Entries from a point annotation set
--------

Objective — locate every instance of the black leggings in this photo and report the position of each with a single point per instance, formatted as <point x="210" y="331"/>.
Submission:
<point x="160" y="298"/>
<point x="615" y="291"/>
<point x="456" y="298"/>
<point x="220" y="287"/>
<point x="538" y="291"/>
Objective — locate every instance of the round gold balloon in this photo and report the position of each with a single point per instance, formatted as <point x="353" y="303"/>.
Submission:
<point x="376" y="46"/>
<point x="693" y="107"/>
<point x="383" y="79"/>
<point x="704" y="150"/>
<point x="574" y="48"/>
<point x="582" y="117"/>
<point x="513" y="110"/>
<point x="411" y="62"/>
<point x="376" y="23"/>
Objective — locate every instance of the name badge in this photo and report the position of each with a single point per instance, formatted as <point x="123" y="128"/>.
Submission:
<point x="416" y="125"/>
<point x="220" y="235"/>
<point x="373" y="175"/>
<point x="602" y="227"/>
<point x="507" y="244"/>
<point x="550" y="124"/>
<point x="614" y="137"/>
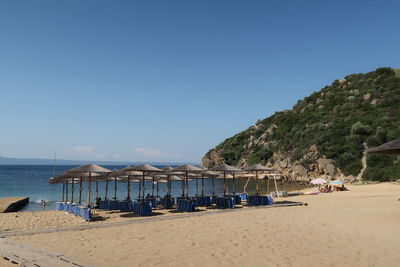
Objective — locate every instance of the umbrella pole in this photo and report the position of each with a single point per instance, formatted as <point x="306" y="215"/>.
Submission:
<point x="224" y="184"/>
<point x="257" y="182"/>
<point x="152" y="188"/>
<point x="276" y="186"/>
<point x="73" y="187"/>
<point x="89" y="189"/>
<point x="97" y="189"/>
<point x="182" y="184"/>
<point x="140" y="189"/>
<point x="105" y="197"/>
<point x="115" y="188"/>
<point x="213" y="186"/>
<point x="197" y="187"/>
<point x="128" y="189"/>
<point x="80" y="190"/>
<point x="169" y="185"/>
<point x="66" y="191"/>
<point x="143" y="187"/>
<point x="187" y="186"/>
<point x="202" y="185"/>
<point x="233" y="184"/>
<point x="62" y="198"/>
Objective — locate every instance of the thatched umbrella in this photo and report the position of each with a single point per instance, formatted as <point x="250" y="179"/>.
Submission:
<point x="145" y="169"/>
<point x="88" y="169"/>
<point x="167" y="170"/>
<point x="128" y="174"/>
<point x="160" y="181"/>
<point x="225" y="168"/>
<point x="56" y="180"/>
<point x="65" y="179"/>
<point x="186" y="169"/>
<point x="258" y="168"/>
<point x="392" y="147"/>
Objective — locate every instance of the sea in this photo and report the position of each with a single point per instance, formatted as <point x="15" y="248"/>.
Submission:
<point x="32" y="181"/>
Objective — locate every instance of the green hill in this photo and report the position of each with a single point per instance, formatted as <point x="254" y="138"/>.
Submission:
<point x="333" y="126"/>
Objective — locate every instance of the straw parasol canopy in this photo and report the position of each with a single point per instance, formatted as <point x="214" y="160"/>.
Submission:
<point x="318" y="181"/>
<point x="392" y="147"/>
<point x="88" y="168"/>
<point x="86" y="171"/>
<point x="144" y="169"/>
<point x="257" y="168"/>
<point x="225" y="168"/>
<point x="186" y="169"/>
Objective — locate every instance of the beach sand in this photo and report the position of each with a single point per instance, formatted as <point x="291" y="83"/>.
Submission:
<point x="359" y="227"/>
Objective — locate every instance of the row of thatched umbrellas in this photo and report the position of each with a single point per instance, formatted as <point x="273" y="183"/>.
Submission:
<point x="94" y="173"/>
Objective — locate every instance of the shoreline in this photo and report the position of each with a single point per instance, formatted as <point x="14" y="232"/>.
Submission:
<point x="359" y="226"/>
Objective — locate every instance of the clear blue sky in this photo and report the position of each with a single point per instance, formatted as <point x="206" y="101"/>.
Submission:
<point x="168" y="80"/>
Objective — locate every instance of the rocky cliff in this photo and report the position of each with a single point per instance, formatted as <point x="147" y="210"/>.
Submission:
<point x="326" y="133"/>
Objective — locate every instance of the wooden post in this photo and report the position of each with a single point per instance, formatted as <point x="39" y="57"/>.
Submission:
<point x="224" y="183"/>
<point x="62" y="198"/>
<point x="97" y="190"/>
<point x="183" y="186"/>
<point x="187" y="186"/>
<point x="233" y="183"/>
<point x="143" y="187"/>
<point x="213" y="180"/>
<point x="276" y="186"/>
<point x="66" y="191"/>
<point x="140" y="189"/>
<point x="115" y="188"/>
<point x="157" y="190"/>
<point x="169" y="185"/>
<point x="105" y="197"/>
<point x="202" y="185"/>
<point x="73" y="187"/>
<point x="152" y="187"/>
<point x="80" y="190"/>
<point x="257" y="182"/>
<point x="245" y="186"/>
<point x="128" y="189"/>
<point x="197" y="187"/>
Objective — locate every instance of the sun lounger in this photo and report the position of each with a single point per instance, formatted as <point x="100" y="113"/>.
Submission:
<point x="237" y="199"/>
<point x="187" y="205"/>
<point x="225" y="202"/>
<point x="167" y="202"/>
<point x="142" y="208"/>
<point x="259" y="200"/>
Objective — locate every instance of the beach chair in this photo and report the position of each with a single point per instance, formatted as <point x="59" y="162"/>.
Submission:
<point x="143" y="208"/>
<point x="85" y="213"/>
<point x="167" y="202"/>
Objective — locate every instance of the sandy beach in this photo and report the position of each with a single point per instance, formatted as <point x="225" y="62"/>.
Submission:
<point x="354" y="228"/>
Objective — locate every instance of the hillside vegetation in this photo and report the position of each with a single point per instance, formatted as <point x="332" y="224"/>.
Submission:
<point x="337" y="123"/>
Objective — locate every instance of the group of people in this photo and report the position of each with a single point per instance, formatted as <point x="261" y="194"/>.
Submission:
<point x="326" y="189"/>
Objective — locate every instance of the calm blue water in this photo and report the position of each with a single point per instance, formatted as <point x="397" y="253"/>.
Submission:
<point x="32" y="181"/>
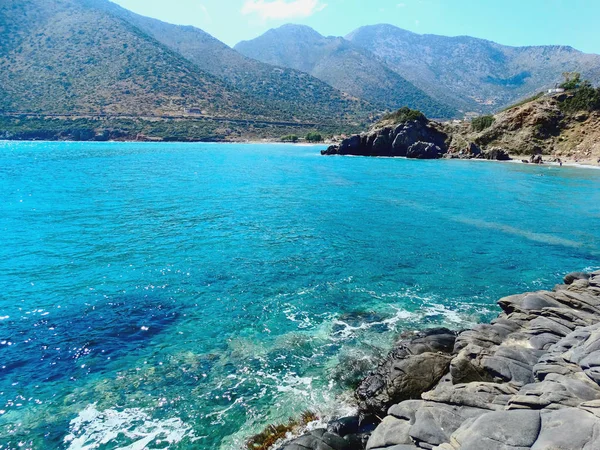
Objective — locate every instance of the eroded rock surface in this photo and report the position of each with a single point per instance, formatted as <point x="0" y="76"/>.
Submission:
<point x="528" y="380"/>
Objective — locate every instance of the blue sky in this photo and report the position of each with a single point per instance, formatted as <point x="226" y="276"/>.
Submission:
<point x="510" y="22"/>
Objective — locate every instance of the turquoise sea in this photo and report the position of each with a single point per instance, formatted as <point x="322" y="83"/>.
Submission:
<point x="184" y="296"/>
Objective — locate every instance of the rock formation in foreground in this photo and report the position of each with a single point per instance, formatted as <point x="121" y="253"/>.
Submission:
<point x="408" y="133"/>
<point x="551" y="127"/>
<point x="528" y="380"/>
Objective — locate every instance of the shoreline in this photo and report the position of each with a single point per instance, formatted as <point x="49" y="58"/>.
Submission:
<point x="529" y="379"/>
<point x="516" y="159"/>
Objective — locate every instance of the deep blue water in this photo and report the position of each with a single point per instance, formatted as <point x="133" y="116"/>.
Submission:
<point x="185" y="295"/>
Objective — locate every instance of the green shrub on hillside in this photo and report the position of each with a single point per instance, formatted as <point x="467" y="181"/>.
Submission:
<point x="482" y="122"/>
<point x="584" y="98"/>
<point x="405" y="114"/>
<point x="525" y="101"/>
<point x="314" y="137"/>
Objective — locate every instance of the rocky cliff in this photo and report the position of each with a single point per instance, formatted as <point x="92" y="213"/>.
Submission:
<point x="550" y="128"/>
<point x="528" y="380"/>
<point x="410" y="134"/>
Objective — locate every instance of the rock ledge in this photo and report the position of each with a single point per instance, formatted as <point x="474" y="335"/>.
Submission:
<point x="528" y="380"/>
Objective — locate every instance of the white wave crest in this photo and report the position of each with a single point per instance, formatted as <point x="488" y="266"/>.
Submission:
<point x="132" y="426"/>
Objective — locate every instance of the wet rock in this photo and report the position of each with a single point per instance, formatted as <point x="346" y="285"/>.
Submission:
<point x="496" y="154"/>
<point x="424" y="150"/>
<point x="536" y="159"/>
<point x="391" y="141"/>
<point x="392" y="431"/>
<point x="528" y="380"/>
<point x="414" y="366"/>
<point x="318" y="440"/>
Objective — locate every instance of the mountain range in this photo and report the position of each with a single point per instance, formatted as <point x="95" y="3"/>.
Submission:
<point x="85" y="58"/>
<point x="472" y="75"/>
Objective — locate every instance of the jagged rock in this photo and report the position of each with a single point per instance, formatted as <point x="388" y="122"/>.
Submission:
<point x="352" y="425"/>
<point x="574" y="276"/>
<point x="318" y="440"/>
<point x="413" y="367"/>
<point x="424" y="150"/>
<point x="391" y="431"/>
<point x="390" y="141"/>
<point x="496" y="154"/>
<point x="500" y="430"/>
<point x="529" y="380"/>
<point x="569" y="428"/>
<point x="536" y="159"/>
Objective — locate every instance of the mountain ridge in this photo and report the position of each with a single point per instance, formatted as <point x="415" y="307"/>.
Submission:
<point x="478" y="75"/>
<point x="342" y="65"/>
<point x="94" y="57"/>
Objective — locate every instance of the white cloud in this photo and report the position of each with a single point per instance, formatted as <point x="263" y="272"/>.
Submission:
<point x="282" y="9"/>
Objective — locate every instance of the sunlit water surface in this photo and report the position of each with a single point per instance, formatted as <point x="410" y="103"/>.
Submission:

--------

[Short exercise] From the line containing "Objective — locate every instance of the mountain ridge" down to the final line of the data, write out every line exactly; both the first and last of these belong in your answer, and nothing else does.

[Answer to the task]
Objective — locate every instance of the mountain ridge in this photo and report the position of each with a single point per instance, formatted as <point x="415" y="307"/>.
Submission:
<point x="478" y="75"/>
<point x="342" y="65"/>
<point x="94" y="57"/>
Objective — locate every instance of the white cloud in this photo and report the position of each with a single point per instance, formatted as <point x="263" y="272"/>.
Submission:
<point x="282" y="9"/>
Objective — locate every instance of the sunlit water surface in this photo and report the position of each with a single point per instance, formatted as <point x="410" y="103"/>.
Submission:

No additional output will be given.